» **Stored items from a collection**
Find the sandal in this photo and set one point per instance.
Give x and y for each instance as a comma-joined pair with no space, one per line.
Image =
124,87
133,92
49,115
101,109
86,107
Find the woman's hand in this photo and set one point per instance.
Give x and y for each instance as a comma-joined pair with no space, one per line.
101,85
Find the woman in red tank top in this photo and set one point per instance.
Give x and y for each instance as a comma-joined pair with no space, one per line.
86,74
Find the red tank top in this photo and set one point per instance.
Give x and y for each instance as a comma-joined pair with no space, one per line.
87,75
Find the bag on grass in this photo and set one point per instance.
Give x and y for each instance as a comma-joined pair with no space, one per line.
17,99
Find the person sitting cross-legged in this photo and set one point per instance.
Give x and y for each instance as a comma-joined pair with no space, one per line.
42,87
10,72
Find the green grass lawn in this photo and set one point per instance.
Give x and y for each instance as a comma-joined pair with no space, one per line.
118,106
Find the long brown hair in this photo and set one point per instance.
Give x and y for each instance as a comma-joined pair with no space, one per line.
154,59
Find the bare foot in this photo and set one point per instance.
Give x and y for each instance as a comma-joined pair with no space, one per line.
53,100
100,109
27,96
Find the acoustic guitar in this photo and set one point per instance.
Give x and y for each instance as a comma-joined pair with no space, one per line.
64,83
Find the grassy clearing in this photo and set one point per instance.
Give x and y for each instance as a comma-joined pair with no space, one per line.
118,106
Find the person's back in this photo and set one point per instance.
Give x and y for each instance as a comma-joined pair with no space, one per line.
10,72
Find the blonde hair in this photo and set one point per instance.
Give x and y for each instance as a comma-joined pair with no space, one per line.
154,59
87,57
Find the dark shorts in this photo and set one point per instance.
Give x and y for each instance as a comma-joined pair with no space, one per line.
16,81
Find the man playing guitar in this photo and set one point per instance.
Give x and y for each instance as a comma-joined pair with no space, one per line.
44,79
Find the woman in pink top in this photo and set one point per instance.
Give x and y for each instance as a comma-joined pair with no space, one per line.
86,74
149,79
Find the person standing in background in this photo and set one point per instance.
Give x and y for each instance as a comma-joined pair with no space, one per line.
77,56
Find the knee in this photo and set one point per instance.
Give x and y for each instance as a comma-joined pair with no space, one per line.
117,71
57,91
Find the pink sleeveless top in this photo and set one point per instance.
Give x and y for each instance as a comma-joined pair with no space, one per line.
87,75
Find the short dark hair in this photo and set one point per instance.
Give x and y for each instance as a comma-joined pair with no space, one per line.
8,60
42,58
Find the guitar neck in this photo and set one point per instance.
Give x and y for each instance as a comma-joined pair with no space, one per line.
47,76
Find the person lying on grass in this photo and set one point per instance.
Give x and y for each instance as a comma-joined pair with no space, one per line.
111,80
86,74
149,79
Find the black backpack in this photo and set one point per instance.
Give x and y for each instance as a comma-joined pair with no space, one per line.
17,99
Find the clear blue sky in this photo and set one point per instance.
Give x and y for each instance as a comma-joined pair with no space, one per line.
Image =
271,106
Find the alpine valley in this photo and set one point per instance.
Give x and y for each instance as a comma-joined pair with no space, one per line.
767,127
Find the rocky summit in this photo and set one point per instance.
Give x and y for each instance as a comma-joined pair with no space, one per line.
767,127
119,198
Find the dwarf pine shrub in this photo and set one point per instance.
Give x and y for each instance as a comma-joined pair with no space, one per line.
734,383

» **WORK TASK**
Beginning with the line that holds "Find the black", please give again each line exactly until the records end, and include that final line.

» **FINAL ANSWER**
Find the black backpack in this photo and set one point per instance.
Give x and y for each instance as a comma-joined pair with no space, one per line.
17,99
Find the clear blue sky in this photo and set one point per instance.
Give x and y for each instance as a comma-joined pair with no space, one per line.
Image =
271,106
Find the alpine valley in this photo and set one point per instance.
Give x and y for each instance as a comma-joined pair with no space, one per line.
767,127
Find the rocky summit in this photo and set one point per instance.
Give x and y for each instance as a comma-joined pair with no space, one per line.
767,127
119,198
Find the dwarf pine shrub in this photo and set one point per instance.
Give x and y for each instance as a comma-joined pair with no space, one per line.
734,383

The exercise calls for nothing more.